## Required task
Retype the listing below word for word, from the line containing "May I kindly ask you to find the white baseboard" down through the end of the listing.
------------------------------------
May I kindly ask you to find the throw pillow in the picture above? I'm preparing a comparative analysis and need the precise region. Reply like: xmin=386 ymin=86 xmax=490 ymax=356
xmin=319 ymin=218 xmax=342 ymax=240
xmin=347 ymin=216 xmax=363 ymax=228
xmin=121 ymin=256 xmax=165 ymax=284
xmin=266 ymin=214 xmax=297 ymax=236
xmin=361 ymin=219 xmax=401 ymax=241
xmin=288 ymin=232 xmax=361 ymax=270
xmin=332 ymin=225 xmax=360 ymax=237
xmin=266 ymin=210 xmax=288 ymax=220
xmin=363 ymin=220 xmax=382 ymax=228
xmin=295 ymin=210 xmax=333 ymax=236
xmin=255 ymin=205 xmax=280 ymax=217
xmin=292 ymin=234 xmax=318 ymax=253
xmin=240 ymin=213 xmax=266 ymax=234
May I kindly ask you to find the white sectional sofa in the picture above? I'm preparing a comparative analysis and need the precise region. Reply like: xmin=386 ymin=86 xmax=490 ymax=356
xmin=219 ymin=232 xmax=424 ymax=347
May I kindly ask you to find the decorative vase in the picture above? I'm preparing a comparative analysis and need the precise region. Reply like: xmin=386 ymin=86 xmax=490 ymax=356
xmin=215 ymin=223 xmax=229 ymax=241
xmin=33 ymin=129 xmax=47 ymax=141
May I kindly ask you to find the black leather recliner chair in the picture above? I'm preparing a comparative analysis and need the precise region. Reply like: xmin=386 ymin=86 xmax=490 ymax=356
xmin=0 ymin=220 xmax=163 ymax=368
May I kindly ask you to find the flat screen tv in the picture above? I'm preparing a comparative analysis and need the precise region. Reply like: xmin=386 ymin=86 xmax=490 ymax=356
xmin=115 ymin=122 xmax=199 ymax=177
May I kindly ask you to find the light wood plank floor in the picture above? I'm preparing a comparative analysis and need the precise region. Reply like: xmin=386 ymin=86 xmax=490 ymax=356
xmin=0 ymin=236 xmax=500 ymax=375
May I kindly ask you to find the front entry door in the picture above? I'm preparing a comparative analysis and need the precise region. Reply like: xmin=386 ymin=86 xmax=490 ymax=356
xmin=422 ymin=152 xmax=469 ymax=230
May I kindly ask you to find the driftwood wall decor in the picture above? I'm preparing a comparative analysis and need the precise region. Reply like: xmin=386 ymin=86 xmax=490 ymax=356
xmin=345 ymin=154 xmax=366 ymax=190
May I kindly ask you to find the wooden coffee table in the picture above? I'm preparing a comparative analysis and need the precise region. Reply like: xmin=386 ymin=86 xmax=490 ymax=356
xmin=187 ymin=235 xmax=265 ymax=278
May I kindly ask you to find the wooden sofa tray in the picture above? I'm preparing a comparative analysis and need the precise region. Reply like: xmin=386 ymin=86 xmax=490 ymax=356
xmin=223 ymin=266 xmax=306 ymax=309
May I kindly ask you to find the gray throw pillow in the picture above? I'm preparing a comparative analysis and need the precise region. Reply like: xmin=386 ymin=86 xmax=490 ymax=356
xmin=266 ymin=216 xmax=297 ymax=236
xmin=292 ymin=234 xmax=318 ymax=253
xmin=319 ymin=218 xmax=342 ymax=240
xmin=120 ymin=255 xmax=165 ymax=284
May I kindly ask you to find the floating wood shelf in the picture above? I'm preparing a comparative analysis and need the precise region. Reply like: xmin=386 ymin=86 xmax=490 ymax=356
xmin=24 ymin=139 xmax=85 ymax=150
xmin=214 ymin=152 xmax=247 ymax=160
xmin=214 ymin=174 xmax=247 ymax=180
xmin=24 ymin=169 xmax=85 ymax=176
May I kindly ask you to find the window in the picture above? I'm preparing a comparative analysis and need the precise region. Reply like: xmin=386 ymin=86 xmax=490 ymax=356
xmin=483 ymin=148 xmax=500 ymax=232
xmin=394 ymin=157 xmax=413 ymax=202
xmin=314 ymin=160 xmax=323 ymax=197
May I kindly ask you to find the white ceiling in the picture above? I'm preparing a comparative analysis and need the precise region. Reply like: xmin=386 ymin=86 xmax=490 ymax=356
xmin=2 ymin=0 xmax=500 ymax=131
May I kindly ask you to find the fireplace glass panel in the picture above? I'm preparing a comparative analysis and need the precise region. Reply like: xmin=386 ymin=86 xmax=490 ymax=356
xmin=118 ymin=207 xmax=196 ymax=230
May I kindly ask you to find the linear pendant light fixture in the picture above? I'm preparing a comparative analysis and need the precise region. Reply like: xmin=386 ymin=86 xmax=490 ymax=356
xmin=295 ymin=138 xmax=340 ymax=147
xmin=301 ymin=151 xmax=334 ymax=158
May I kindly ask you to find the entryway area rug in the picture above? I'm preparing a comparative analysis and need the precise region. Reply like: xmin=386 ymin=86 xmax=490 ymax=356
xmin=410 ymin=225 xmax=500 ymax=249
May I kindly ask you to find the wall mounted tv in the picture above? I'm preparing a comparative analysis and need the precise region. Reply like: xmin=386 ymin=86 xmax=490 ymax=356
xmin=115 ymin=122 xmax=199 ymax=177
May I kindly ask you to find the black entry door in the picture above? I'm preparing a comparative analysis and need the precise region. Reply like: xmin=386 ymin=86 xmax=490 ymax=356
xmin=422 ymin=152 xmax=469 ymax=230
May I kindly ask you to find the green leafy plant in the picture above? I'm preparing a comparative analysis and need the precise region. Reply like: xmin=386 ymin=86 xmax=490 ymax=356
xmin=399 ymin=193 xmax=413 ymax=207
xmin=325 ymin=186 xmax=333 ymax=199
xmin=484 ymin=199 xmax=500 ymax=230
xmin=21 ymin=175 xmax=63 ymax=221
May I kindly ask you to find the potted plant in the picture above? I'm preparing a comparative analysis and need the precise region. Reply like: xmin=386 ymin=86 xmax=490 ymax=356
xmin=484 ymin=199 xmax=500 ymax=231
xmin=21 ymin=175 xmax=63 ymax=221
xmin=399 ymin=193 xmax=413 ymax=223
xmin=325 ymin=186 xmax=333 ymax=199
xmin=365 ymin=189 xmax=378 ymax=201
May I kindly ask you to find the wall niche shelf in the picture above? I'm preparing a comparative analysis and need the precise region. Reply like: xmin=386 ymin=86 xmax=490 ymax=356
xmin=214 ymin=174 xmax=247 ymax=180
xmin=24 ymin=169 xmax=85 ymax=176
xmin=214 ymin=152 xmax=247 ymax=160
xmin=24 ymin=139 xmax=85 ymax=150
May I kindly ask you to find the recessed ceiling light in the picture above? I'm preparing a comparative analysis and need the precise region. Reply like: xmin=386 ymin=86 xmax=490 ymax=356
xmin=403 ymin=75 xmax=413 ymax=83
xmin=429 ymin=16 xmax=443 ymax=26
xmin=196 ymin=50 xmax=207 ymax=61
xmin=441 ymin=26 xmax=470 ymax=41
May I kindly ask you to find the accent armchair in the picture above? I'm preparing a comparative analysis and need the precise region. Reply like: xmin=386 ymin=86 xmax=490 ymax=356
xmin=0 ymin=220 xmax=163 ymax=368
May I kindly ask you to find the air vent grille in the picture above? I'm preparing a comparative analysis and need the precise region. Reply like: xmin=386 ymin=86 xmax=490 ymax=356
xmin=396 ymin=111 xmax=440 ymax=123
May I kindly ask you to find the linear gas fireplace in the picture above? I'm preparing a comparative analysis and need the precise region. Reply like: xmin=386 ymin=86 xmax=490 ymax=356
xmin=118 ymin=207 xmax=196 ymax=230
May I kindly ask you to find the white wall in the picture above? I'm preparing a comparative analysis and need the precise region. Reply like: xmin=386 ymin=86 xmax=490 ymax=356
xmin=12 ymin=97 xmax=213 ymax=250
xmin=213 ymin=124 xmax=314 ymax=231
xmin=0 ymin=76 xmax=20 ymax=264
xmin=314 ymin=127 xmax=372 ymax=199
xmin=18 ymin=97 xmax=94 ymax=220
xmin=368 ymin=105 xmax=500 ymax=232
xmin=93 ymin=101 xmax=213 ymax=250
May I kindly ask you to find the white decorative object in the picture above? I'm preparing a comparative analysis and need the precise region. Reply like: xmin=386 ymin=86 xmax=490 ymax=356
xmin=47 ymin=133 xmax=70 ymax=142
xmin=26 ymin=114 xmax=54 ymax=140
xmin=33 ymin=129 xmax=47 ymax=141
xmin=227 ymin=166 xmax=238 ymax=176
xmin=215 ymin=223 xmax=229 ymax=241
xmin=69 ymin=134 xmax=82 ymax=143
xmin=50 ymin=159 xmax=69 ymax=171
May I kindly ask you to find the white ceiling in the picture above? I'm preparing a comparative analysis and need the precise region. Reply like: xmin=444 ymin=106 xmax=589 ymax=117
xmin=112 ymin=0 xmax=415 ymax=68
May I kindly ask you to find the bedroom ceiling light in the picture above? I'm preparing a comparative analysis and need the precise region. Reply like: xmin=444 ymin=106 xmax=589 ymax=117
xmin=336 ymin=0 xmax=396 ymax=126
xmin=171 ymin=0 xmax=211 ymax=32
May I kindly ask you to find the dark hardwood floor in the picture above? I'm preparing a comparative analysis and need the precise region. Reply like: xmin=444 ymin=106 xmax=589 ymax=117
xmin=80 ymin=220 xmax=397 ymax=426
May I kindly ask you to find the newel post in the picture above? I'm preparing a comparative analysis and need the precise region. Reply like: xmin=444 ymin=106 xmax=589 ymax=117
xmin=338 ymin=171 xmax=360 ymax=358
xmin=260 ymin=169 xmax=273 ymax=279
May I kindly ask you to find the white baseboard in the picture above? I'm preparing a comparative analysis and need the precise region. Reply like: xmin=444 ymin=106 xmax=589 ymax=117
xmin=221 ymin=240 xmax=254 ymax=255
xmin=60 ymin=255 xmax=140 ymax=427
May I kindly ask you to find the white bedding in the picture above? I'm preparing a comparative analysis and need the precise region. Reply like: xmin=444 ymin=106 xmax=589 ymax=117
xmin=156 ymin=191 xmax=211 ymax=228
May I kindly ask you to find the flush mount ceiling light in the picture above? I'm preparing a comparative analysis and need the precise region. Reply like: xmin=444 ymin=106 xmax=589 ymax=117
------------------------------------
## Answer for this exercise
May I kindly ask you to find the white baseboard in the picture above? I'm preparing a comparative analysis and need the precise region. Reply like: xmin=444 ymin=106 xmax=589 ymax=117
xmin=221 ymin=240 xmax=254 ymax=255
xmin=60 ymin=255 xmax=140 ymax=427
May I kindly ask you to find the white bedding in the picture above? I'm preparing a comparative analysis and need the precise region. Reply like: xmin=444 ymin=106 xmax=589 ymax=117
xmin=156 ymin=191 xmax=211 ymax=228
May I kindly ask you to find the flush mount ceiling light in the picture above? I'm preparing a comparative analysis and need the precise region. Reply like: xmin=444 ymin=106 xmax=589 ymax=117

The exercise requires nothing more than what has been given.